Fail to open PDF file after extraction from word document

masterkiller · May 30, 2008, 3:15am

Hi,
I tried to extract the pdf document inside a word document using aspose.words component (5.1 and 5.2). The original pdf can be open using Adobe Reader 7.0 . But after extraction , the extracted pdf can only be open using Adobe Reader 8.1 , and not Adobe Reader 7.0. While opening the extracted pdf using Adobe 7.0, System will throw an error “The file is damage and could not be repaired” .
Is there anyway to solve this? Does aspose do any conversion on the extracted pdf ? Kindly advise.
I enclosed sample document with pdf.
Thanks
Andy

alexey.noskov · May 30, 2008, 4:29am

Hi
Thanks for your reporting this to us. I managed to reproduce this problem. I have created new issue #5238 in our defect database. I will notify you as soon as it is fixed.
Best regards.

Senlee · June 17, 2008, 8:01pm

hi
Any updates on this issue ?
Is the fix or solution release already ?
Appreciate if you can advise the schedule for the release of this fix.
Thanks

alexey.noskov · June 18, 2008, 3:26am

Hi
Thanks for your request. Unfortunately this issue is still unresolved. At the moment I can’t provide you any estimate. Please expect a reply before next hotfix (within 3-4 weeks)

▸ **Problem set**
1/ For each statement about the PDF extraction thread, answer yes or no and quote the words from the thread that decide it: (a) The extracted PDF opens in Adobe Reader 7.0. (b) alexey.noskov was able to reproduce the problem. (c) The problem was logged as issue #5238.
2/ Repeat the part of the PDF extraction thread starting at "Best regards." and ending at "(within 3-4 weeks)".
The entries that follow are separate material and are not part of the thread.

Rows from a dataset:
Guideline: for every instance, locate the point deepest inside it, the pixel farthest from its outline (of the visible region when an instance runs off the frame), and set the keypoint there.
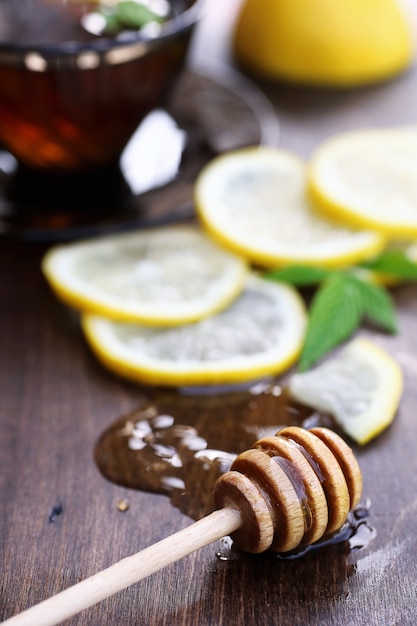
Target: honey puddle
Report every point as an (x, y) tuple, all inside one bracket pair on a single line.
[(178, 442)]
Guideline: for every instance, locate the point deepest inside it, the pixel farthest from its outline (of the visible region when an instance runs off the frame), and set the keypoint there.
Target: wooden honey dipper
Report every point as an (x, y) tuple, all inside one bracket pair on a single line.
[(289, 490)]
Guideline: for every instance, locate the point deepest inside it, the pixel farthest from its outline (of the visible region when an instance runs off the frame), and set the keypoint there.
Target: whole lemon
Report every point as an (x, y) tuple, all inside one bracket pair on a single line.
[(338, 43)]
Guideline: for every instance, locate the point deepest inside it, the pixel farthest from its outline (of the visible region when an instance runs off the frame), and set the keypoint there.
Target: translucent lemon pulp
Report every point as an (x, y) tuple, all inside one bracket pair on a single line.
[(360, 387), (367, 179), (260, 333), (253, 201), (169, 275)]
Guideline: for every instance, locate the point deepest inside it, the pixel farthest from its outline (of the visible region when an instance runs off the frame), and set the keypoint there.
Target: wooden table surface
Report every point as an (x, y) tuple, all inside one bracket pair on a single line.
[(59, 520)]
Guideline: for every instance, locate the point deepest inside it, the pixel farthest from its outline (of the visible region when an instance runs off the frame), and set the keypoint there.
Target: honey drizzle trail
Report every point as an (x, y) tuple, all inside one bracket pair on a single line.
[(178, 442)]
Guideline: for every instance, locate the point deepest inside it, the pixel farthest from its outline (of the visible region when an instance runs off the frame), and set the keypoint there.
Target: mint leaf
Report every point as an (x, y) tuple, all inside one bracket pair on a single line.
[(393, 262), (377, 305), (128, 14), (299, 275), (335, 313)]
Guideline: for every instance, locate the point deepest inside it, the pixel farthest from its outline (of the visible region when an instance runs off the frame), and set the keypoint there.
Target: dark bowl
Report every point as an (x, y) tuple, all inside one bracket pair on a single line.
[(72, 105)]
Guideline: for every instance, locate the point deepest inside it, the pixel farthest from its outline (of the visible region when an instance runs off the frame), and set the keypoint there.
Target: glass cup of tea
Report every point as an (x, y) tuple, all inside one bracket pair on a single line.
[(74, 85)]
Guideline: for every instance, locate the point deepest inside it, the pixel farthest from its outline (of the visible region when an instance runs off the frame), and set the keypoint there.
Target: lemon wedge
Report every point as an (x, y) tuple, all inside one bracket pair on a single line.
[(166, 276), (360, 387), (254, 202), (367, 179), (260, 333)]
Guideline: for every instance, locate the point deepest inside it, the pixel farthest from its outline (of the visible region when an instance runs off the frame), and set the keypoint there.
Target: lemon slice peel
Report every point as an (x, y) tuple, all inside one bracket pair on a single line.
[(260, 334), (366, 179), (361, 387), (253, 201)]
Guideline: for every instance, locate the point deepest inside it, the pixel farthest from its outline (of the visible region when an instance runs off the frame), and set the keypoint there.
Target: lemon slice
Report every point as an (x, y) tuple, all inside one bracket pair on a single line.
[(168, 275), (367, 179), (260, 333), (360, 387), (254, 202)]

▸ **Results of the tasks**
1/
(a) No: "the extracted pdf can only be open using Adobe Reader 8.1 , and not Adobe Reader 7.0"
(b) Yes: "I managed to reproduce this problem."
(c) Yes: "I have created new issue #5238 in our defect database."

2/
Best regards.

Senlee · June 17, 2008, 8:01pm

hi
Any updates on this issue ?
Is the fix or solution release already ?
Appreciate if you can advise the schedule for the release of this fix.
Thanks

alexey.noskov · June 18, 2008, 3:26am

Hi
Thanks for your request. Unfortunately this issue is still unresolved. At the moment I can’t provide you any estimate. Please expect a reply before next hotfix (within 3-4 weeks)